### Page

It’s against this backdrop that the House, by a 295-125 margin, passed the National Defense Authorization Act on Tuesday, a broad piece of legislation that is a tentpole for the security of the United States. In it, lawmakers directed the Pentagon to rename the 10 military posts carrying Confederate names. Across the Capitol, it seems the Senate is going to include the same directive, but with a three-year timeline. There were grumbles among some lawmakers but also a recognition that defending the Confederacy in any way at this moment is bad politics.

Trump, meanwhile, had his White House issue the threat of a veto — even as it was apparent Congress wasn’t with him. The Confederate question is but one piece of a much larger bill that deals with a pay hike for the troops and a withdrawal from Afghanistan, which are popular election-year winners. No President has a line-item veto, so either Trump accepts every piece of the negotiated version or he rejects it all.

### Data entries

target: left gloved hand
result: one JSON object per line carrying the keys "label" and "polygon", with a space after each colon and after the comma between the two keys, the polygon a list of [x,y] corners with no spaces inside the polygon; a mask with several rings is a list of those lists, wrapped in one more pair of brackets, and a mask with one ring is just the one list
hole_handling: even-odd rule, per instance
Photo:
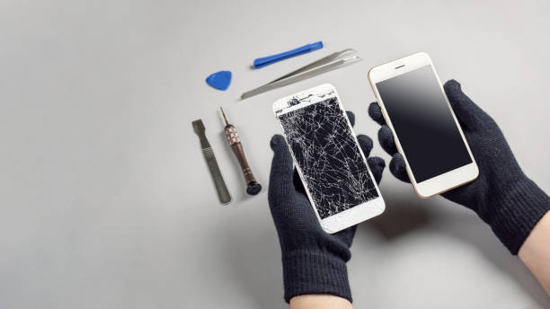
{"label": "left gloved hand", "polygon": [[[355,115],[348,111],[351,125]],[[368,157],[372,139],[364,135],[358,140]],[[285,301],[307,294],[330,294],[351,302],[346,262],[356,226],[333,234],[323,230],[307,199],[285,139],[275,135],[271,142],[273,162],[268,199],[282,252]],[[386,163],[382,158],[368,160],[370,171],[380,182]]]}

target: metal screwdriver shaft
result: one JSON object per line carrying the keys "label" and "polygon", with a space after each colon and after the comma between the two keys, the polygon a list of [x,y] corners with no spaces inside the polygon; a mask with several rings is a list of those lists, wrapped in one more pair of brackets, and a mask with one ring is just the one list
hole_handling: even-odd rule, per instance
{"label": "metal screwdriver shaft", "polygon": [[224,120],[226,121],[224,132],[226,132],[226,136],[229,141],[229,146],[233,149],[233,153],[235,154],[235,156],[236,156],[237,161],[241,165],[241,171],[243,172],[244,181],[246,181],[246,193],[250,195],[256,195],[262,190],[262,185],[256,181],[250,166],[248,166],[248,162],[246,162],[246,157],[244,156],[244,150],[243,149],[243,145],[241,145],[241,138],[239,138],[236,129],[233,125],[229,124],[229,121],[227,121],[224,110],[221,107],[219,109],[221,110],[222,115],[224,116]]}

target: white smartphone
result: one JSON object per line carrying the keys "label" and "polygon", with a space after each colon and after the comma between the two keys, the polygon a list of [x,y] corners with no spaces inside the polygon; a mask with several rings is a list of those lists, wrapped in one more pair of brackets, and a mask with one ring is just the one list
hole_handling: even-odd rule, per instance
{"label": "white smartphone", "polygon": [[477,178],[479,169],[428,54],[373,67],[368,80],[420,198]]}
{"label": "white smartphone", "polygon": [[332,84],[278,100],[273,112],[325,232],[384,212],[384,199]]}

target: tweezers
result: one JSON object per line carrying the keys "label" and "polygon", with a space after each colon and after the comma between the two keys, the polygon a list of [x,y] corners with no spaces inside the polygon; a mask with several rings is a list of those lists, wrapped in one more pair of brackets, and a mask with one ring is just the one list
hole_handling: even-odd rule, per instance
{"label": "tweezers", "polygon": [[309,77],[316,76],[323,73],[337,69],[339,67],[350,65],[362,60],[355,55],[357,51],[352,49],[346,49],[314,61],[307,66],[302,66],[283,76],[277,78],[262,86],[248,91],[241,95],[241,100],[253,97],[256,94],[263,93],[270,90],[286,86],[296,82],[303,81]]}

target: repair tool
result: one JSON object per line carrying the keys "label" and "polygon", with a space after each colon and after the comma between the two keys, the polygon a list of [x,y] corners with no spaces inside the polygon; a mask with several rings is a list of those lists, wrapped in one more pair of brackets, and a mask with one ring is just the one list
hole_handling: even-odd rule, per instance
{"label": "repair tool", "polygon": [[308,52],[321,49],[323,49],[323,42],[318,41],[318,42],[315,42],[312,44],[304,45],[301,48],[285,51],[280,54],[262,57],[260,58],[254,59],[254,68],[263,67],[263,66],[274,64],[276,62],[279,62],[280,60],[284,60],[284,59],[287,59],[287,58],[289,58],[295,56],[302,55],[302,54],[306,54]]}
{"label": "repair tool", "polygon": [[224,116],[224,120],[226,121],[226,128],[224,128],[224,131],[226,132],[226,136],[229,141],[229,146],[233,149],[233,153],[236,156],[237,161],[241,165],[243,175],[244,175],[244,181],[246,181],[246,193],[250,195],[256,195],[262,190],[262,185],[256,181],[250,166],[248,166],[246,157],[244,156],[244,151],[243,150],[243,145],[241,145],[241,138],[237,135],[236,129],[227,121],[224,110],[221,107],[219,109],[221,110],[222,115]]}
{"label": "repair tool", "polygon": [[195,131],[195,133],[199,136],[199,139],[200,140],[202,155],[204,156],[204,159],[208,165],[208,169],[210,170],[210,175],[212,175],[212,180],[214,180],[214,184],[216,185],[216,190],[217,191],[219,201],[223,204],[229,204],[231,202],[231,195],[229,195],[229,191],[226,186],[226,181],[224,181],[224,178],[219,172],[219,167],[217,166],[216,156],[214,156],[214,152],[210,147],[210,143],[208,143],[208,140],[204,134],[205,128],[202,119],[193,121],[192,125],[193,131]]}
{"label": "repair tool", "polygon": [[226,91],[229,88],[229,84],[231,84],[231,71],[219,71],[216,73],[212,73],[207,77],[206,82],[208,84],[212,87]]}
{"label": "repair tool", "polygon": [[250,98],[256,94],[263,93],[271,89],[286,86],[296,82],[299,82],[309,77],[316,76],[320,74],[337,69],[339,67],[350,65],[362,60],[355,49],[347,49],[342,51],[332,53],[317,61],[314,61],[307,66],[302,66],[297,70],[292,71],[286,75],[280,76],[256,89],[248,91],[241,95],[241,100]]}

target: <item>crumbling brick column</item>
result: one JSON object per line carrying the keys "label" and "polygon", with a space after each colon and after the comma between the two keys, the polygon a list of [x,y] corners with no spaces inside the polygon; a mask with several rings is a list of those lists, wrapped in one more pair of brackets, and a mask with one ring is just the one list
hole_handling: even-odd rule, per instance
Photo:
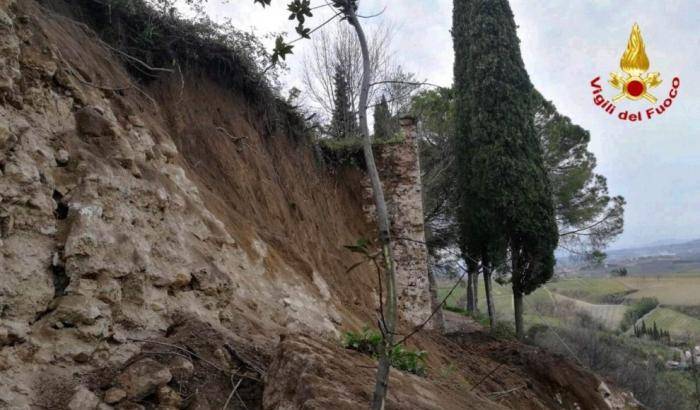
{"label": "crumbling brick column", "polygon": [[[374,152],[391,218],[399,312],[408,321],[420,324],[430,316],[433,305],[423,225],[420,151],[415,120],[402,118],[401,129],[402,141],[377,144]],[[367,203],[371,204],[369,180],[365,186]],[[368,205],[366,210],[373,220],[374,206]]]}

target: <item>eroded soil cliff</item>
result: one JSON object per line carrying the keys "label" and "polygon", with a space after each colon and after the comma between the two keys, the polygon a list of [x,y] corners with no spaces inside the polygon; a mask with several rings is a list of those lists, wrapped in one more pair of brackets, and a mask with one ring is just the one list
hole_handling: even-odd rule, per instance
{"label": "eroded soil cliff", "polygon": [[[343,248],[373,233],[359,171],[196,67],[137,81],[85,4],[0,0],[0,408],[366,407],[376,364],[338,341],[377,304]],[[420,334],[389,407],[608,407],[487,342]]]}

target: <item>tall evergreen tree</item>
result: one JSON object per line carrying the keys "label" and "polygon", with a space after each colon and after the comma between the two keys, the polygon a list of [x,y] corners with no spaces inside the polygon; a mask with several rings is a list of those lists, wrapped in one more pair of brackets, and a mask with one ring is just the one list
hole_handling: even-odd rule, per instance
{"label": "tall evergreen tree", "polygon": [[382,100],[374,107],[374,139],[388,139],[396,131],[394,117],[389,110],[389,103],[382,95]]}
{"label": "tall evergreen tree", "polygon": [[349,138],[359,135],[357,117],[350,104],[350,89],[345,69],[335,68],[335,98],[333,118],[331,118],[330,133],[335,138]]}
{"label": "tall evergreen tree", "polygon": [[625,199],[611,197],[588,150],[590,133],[535,91],[535,131],[544,151],[559,223],[560,246],[596,263],[622,233]]}
{"label": "tall evergreen tree", "polygon": [[522,337],[523,295],[552,277],[558,241],[533,87],[507,0],[455,0],[453,19],[460,244],[487,282],[510,257]]}

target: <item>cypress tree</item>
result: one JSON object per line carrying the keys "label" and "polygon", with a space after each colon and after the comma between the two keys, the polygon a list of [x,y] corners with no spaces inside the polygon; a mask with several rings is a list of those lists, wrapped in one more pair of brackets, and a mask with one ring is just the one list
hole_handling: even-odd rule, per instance
{"label": "cypress tree", "polygon": [[389,103],[382,95],[382,100],[374,107],[374,139],[388,139],[394,135],[396,126],[389,110]]}
{"label": "cypress tree", "polygon": [[523,295],[552,277],[558,241],[533,87],[507,0],[455,0],[452,34],[461,248],[486,281],[510,255],[522,337]]}
{"label": "cypress tree", "polygon": [[349,138],[359,134],[357,117],[350,104],[347,75],[341,66],[335,68],[335,98],[330,133],[335,138]]}

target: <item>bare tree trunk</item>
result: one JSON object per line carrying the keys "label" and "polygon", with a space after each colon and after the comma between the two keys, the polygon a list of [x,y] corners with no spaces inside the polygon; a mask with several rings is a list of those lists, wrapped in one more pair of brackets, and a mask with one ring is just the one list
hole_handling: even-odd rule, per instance
{"label": "bare tree trunk", "polygon": [[474,275],[478,275],[476,263],[471,259],[467,260],[467,312],[475,313],[474,303]]}
{"label": "bare tree trunk", "polygon": [[479,265],[475,265],[474,274],[472,275],[472,280],[474,284],[474,313],[479,313]]}
{"label": "bare tree trunk", "polygon": [[491,267],[484,263],[484,290],[486,291],[486,308],[489,312],[491,331],[496,328],[496,306],[493,303],[493,286],[491,284]]}
{"label": "bare tree trunk", "polygon": [[516,289],[513,289],[513,305],[515,308],[515,336],[518,340],[523,340],[525,337],[525,328],[523,327],[523,294]]}
{"label": "bare tree trunk", "polygon": [[383,343],[379,347],[379,367],[374,386],[374,395],[372,397],[372,409],[384,409],[386,401],[386,393],[389,388],[389,372],[391,370],[391,361],[389,359],[389,351],[394,342],[394,333],[396,330],[396,271],[394,266],[393,246],[391,233],[389,231],[389,213],[384,200],[384,190],[382,189],[381,181],[379,180],[379,172],[377,165],[374,162],[374,154],[372,152],[372,139],[369,134],[369,125],[367,123],[367,98],[369,94],[370,81],[370,61],[369,49],[367,47],[367,39],[362,30],[357,15],[355,14],[354,6],[350,1],[347,2],[345,13],[348,22],[355,28],[357,39],[360,42],[362,49],[362,87],[360,89],[360,131],[363,135],[363,151],[365,155],[365,163],[367,165],[367,173],[372,181],[372,192],[374,195],[374,204],[377,212],[377,223],[379,225],[379,240],[382,245],[382,255],[384,258],[384,281],[386,282],[386,300],[384,312],[385,323],[382,329]]}
{"label": "bare tree trunk", "polygon": [[430,284],[430,308],[431,310],[436,310],[435,316],[433,316],[433,328],[440,333],[445,331],[445,318],[442,314],[442,307],[440,306],[440,301],[438,300],[438,289],[437,281],[435,280],[435,274],[433,273],[433,264],[431,263],[430,256],[428,256],[428,283]]}

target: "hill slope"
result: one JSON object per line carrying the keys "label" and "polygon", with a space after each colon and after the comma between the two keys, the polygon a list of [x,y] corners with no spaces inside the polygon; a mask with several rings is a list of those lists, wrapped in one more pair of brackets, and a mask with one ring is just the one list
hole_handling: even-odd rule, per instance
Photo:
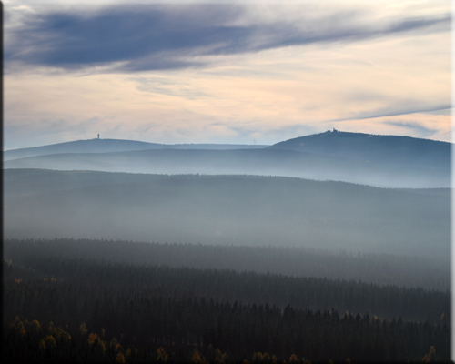
{"label": "hill slope", "polygon": [[248,174],[338,180],[388,187],[450,187],[450,169],[390,166],[269,148],[55,154],[6,161],[4,167],[152,174]]}
{"label": "hill slope", "polygon": [[289,139],[270,146],[269,148],[338,156],[409,167],[450,168],[450,143],[410,136],[328,131]]}
{"label": "hill slope", "polygon": [[308,246],[450,258],[450,191],[254,176],[4,171],[4,236]]}
{"label": "hill slope", "polygon": [[58,143],[50,146],[6,150],[4,160],[27,157],[46,156],[60,153],[109,153],[147,149],[247,149],[262,148],[267,146],[249,146],[236,144],[157,144],[121,139],[88,139]]}

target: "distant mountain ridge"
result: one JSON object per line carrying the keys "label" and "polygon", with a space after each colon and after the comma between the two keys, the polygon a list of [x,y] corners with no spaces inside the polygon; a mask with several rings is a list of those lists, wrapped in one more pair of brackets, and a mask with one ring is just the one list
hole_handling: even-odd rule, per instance
{"label": "distant mountain ridge", "polygon": [[338,130],[286,140],[268,148],[337,156],[409,167],[450,168],[451,163],[451,143]]}
{"label": "distant mountain ridge", "polygon": [[159,144],[123,139],[87,139],[6,150],[4,160],[61,153],[111,153],[148,149],[255,149],[268,146],[237,144]]}
{"label": "distant mountain ridge", "polygon": [[4,168],[281,176],[434,188],[451,186],[451,144],[335,130],[273,146],[92,139],[7,151]]}

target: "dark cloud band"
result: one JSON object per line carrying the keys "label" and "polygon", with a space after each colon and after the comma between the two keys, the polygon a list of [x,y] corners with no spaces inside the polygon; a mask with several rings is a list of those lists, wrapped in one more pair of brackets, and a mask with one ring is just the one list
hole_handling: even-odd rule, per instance
{"label": "dark cloud band", "polygon": [[258,52],[321,42],[352,42],[390,34],[450,29],[450,16],[362,24],[359,13],[303,20],[236,25],[238,5],[136,5],[96,12],[46,12],[6,34],[6,66],[13,62],[66,69],[111,65],[124,71],[202,66],[200,56]]}

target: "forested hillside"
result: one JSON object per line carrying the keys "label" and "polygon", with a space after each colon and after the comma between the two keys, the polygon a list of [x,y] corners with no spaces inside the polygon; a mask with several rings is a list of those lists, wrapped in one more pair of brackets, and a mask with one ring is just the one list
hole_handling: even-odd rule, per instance
{"label": "forested hillside", "polygon": [[4,172],[6,238],[274,245],[450,259],[450,190],[258,176]]}
{"label": "forested hillside", "polygon": [[450,264],[416,256],[329,251],[306,247],[214,246],[133,241],[4,240],[4,256],[15,265],[34,257],[93,259],[130,265],[187,267],[362,281],[380,286],[450,289]]}
{"label": "forested hillside", "polygon": [[[79,248],[90,253],[88,245]],[[267,351],[279,361],[295,355],[355,362],[421,360],[429,350],[450,358],[448,291],[50,251],[46,242],[16,241],[5,256],[6,358],[99,360],[122,353],[128,361],[150,361],[165,352],[170,360],[190,361],[197,353],[228,362],[254,361]]]}

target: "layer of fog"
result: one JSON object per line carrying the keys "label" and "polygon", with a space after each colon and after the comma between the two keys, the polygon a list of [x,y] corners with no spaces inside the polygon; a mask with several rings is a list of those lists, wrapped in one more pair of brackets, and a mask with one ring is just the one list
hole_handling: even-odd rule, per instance
{"label": "layer of fog", "polygon": [[4,171],[5,238],[313,247],[448,260],[450,191],[253,176]]}

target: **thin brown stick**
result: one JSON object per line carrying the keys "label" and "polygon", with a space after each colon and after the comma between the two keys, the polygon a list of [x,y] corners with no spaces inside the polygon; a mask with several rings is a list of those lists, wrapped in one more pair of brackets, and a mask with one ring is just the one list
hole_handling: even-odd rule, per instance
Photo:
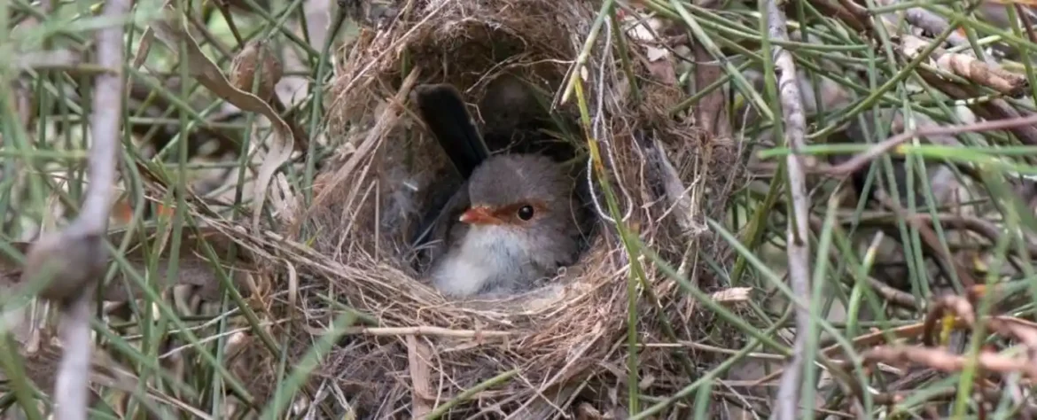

### Task instructions
A) List every provision of the defense bill that the passage on the defense bill mentions.
B) Duplicate the passage on the defense bill from "It’s against this" up to and including "is bad politics.".
C) Go on with the passage on the defense bill from where it stops.

### Results of the exercise
A)
- Directing the Pentagon to rename the 10 military posts carrying Confederate names
- A pay hike for the troops
- A withdrawal from Afghanistan

B)
It’s against this backdrop that the House, by a 295-125 margin, passed the National Defense Authorization Act on Tuesday, a broad piece of legislation that is a tentpole for the security of the United States. In it, lawmakers directed the Pentagon to rename the 10 military posts carrying Confederate names. Across the Capitol, it seems the Senate is going to include the same directive, but with a three-year timeline. There were grumbles among some lawmakers but also a recognition that defending the Confederacy in any way at this moment is bad politics.

C)
That sets up a rather difficult next few days for Trump that are, once again, of his own making. Even his ally Senate Armed Services Chairman Jim Inhofe didn’t block the Confederate-removing language from the bill, and no one is credibly pushing for its removal from the Senate floor. That means the bill that’s likely heading to Trump’s desk will force him to do one of two things: back down from his veto threat, or veto the bill as promised, which will result in Congress overriding the veto. It would be Trump’s first veto override of his presidency and it would come at a nadir in how the public sees his performance. Either way, he looks weak.

Then again, perhaps this was never really about the Confederate names for Trump. There is value in signaling, and Trump very clearly is signaling to his base that he’s going to defend their interests. He has embraced the arguments that World War II’s heroes trained at these bases, therefore they are sacred, and should not be altered. And most of the bases happen to be in states that will be in Trump’s column in November no matter what.